╭──
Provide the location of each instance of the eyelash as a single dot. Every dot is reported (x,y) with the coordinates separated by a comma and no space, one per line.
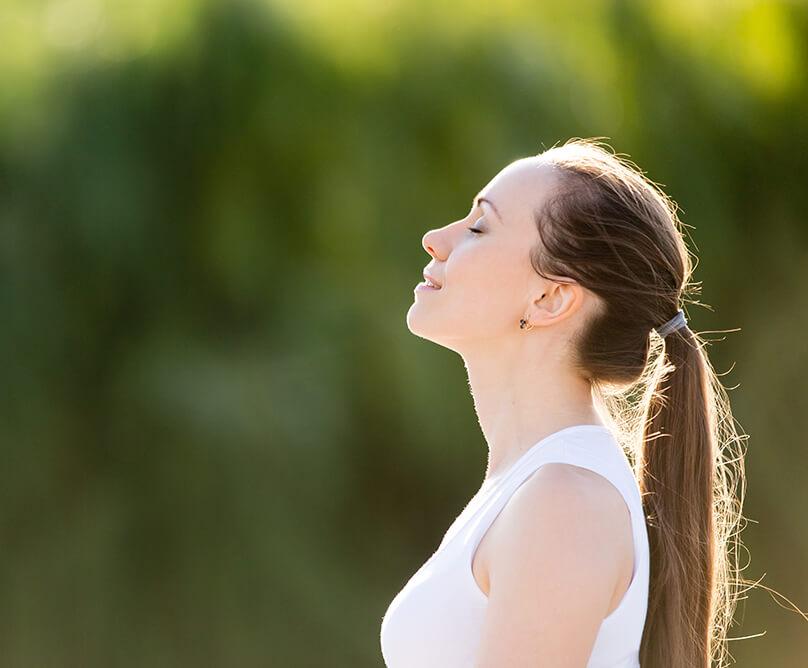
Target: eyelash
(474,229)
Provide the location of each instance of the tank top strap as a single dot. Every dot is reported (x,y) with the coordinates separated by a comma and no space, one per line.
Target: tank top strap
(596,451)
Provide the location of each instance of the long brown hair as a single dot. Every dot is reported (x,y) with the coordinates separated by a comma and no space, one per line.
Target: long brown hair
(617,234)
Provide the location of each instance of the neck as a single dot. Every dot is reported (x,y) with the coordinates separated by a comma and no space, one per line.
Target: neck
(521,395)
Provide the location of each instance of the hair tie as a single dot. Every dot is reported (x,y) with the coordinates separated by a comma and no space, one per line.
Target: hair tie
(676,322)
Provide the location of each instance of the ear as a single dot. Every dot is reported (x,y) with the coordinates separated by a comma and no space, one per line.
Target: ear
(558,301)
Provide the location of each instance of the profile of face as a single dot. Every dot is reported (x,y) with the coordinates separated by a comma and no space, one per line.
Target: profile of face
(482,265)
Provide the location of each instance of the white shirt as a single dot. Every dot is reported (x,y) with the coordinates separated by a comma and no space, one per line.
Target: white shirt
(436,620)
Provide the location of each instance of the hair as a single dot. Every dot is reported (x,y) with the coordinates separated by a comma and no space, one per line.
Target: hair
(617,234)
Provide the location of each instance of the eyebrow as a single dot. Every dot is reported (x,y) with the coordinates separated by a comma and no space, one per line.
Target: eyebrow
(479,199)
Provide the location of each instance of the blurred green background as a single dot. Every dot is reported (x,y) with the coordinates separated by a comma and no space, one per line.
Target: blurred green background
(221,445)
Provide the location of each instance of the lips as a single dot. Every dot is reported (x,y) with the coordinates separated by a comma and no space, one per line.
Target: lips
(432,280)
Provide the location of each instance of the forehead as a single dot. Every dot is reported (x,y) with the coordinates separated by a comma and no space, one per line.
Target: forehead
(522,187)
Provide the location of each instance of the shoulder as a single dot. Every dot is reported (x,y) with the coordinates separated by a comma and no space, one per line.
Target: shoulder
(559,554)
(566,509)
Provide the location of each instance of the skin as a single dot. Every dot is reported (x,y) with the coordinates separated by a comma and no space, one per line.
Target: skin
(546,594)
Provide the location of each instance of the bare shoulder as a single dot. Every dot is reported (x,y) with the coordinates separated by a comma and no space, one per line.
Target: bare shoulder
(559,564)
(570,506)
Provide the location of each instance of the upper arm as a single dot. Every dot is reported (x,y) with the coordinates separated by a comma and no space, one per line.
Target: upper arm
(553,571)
╰──
╭──
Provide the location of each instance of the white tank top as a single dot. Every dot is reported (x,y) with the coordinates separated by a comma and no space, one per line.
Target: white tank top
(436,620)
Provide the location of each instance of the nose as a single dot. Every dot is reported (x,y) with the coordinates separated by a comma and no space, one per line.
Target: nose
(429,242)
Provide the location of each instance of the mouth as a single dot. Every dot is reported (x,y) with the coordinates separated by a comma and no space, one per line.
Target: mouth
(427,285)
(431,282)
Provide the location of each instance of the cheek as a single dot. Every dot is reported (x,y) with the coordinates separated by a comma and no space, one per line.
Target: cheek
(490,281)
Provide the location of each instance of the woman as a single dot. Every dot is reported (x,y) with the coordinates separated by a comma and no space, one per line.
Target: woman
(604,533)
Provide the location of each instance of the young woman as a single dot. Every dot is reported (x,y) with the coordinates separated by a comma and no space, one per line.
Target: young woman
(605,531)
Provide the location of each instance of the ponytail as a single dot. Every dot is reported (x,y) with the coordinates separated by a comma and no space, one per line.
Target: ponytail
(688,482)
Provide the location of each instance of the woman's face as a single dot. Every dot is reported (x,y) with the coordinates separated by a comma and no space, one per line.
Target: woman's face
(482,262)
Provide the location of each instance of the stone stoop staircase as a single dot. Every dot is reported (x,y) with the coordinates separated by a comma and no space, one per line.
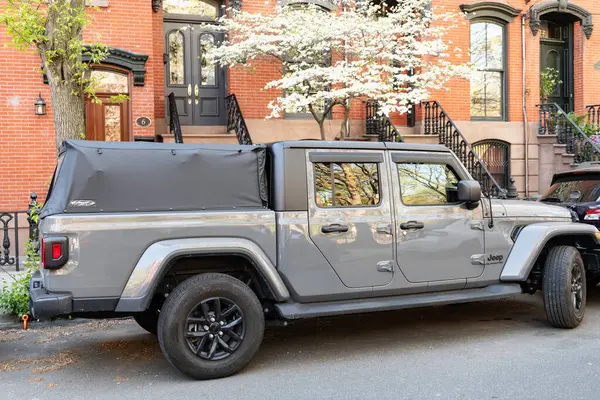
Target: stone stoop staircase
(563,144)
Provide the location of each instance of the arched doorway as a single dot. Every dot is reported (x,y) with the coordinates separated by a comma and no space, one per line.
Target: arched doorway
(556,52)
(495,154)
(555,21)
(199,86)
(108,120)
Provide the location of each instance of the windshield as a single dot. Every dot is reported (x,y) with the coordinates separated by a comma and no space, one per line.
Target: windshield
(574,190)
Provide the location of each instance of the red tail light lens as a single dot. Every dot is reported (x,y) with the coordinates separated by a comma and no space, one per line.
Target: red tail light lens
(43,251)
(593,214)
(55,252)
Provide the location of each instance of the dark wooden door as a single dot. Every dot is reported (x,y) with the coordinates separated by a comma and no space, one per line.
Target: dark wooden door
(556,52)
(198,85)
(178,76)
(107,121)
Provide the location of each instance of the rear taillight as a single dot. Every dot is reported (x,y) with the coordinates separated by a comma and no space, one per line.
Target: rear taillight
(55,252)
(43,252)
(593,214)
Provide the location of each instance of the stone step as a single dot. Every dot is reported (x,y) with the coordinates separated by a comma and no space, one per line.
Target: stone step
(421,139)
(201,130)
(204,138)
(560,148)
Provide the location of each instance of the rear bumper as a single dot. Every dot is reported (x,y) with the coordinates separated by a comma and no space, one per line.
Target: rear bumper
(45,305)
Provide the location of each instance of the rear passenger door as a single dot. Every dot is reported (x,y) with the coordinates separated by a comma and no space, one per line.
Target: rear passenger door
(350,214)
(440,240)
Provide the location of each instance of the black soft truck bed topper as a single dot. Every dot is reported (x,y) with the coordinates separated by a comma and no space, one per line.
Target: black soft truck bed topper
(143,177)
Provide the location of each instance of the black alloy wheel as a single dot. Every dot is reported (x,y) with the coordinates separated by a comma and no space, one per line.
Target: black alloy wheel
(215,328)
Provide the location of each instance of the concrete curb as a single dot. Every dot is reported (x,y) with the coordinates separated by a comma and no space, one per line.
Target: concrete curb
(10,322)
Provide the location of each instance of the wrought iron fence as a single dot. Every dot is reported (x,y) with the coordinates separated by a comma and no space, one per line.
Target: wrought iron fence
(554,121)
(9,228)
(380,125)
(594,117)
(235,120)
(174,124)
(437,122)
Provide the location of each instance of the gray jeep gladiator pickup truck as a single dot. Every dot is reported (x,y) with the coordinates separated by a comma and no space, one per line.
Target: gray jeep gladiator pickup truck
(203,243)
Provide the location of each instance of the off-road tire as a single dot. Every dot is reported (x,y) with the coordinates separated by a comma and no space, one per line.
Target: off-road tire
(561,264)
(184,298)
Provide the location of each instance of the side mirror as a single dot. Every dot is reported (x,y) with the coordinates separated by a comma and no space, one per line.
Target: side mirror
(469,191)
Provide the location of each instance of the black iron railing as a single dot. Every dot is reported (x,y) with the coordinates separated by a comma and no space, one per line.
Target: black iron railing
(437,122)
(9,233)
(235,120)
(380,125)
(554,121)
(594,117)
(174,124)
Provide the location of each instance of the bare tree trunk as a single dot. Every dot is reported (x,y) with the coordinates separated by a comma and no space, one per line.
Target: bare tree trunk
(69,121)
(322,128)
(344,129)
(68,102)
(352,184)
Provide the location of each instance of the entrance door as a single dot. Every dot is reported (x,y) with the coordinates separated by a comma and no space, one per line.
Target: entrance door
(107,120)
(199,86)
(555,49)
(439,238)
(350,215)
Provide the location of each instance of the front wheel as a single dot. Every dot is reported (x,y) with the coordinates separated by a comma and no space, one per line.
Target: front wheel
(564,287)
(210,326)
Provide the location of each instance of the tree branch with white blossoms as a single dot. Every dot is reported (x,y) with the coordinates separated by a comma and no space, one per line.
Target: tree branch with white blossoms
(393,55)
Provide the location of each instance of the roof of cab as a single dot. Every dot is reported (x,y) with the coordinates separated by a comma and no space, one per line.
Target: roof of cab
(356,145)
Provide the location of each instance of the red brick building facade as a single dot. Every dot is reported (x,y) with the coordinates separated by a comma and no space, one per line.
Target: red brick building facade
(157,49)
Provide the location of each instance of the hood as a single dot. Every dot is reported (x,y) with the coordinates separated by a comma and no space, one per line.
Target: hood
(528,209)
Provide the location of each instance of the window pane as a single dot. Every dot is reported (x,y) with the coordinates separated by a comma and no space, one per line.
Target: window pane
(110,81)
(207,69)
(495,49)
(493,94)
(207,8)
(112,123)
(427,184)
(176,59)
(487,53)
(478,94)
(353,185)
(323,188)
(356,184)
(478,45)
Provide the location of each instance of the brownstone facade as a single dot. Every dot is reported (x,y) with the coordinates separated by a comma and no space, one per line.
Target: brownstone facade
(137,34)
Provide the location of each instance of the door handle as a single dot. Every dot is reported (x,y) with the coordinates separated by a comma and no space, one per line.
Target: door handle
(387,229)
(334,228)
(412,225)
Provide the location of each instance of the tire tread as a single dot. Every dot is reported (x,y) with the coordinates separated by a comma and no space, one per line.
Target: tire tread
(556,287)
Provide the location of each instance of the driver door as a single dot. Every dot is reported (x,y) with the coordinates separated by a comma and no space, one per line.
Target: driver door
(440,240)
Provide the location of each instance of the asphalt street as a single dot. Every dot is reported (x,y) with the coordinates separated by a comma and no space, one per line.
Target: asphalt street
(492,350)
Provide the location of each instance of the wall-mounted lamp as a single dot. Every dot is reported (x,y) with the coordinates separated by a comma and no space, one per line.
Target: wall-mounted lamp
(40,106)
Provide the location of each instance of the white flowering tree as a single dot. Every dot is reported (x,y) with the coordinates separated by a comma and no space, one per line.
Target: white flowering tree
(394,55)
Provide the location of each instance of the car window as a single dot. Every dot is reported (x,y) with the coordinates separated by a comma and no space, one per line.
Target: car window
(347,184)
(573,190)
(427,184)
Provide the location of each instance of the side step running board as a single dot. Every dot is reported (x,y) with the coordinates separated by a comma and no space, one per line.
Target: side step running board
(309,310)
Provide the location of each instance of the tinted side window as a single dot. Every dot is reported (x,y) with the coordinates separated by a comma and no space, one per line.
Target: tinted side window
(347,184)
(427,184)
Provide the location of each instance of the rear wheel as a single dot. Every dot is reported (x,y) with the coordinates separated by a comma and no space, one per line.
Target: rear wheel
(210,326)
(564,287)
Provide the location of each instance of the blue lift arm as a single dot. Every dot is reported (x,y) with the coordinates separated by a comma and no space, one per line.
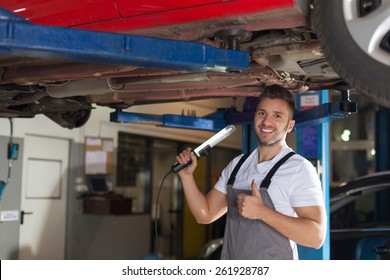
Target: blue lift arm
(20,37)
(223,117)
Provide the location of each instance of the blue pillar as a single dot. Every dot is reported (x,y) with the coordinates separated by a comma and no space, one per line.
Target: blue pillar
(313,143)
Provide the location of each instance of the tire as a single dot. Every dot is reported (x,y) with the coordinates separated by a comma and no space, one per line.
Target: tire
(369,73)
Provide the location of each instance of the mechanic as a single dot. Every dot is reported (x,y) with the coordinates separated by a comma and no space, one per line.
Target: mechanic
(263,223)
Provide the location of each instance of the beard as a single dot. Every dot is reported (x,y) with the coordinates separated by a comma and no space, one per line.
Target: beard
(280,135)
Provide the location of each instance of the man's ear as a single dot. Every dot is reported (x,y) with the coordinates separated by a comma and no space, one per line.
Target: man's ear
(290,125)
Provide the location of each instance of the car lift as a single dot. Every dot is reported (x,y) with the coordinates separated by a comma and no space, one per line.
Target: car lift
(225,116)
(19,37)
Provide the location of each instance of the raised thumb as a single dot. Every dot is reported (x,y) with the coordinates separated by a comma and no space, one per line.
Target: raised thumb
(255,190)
╰──
- **Work to be completed**
List each line of the records that contains the string "board", matching case exactly.

- **Reply**
Provide the location of each instance of the side step running board as a single dot. Every dot is reported (x,y) with the coordinates separated by a comma and no space, one per line.
Target: side step running board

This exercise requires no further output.